*Task*
List each line in the items below that contains the word "window". Case counts.

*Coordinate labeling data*
========================================

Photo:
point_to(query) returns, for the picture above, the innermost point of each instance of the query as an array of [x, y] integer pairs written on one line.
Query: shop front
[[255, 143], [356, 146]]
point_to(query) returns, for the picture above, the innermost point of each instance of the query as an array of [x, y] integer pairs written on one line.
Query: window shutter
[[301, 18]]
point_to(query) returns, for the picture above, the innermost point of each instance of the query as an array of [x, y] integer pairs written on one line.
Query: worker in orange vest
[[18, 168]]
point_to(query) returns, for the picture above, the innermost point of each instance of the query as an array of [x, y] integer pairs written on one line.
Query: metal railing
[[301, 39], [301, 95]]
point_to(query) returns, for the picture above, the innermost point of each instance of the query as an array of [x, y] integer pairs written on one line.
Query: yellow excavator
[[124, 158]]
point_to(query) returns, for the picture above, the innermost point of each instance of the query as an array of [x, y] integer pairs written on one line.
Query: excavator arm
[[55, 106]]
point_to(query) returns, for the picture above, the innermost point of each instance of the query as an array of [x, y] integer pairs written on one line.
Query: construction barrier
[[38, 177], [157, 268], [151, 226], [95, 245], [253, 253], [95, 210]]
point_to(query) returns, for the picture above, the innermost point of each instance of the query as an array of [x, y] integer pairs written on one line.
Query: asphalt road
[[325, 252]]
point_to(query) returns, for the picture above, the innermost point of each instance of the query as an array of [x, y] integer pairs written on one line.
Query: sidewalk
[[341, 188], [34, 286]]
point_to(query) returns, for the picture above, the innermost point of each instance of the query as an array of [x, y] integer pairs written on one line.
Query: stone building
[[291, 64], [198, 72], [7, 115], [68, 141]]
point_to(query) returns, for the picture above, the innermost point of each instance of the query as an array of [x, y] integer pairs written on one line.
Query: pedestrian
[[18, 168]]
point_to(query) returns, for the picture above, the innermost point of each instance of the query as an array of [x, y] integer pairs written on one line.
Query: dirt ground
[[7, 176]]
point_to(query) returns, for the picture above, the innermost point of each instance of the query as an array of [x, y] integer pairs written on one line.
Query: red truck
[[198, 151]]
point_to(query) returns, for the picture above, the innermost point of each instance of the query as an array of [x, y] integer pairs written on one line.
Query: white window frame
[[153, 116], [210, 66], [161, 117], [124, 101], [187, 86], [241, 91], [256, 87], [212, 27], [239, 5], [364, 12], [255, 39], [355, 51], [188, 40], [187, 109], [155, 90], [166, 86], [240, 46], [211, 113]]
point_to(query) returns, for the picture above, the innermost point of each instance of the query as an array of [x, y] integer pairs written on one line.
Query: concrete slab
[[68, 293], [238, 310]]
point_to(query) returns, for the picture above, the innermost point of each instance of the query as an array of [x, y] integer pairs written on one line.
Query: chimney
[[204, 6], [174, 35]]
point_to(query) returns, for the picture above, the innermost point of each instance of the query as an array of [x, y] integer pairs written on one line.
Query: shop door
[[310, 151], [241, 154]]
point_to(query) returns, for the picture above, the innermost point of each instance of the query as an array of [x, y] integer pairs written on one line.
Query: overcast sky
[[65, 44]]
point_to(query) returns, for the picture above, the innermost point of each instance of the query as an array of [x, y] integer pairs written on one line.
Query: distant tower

========================================

*Problem solution*
Query: window shutter
Query: white window frame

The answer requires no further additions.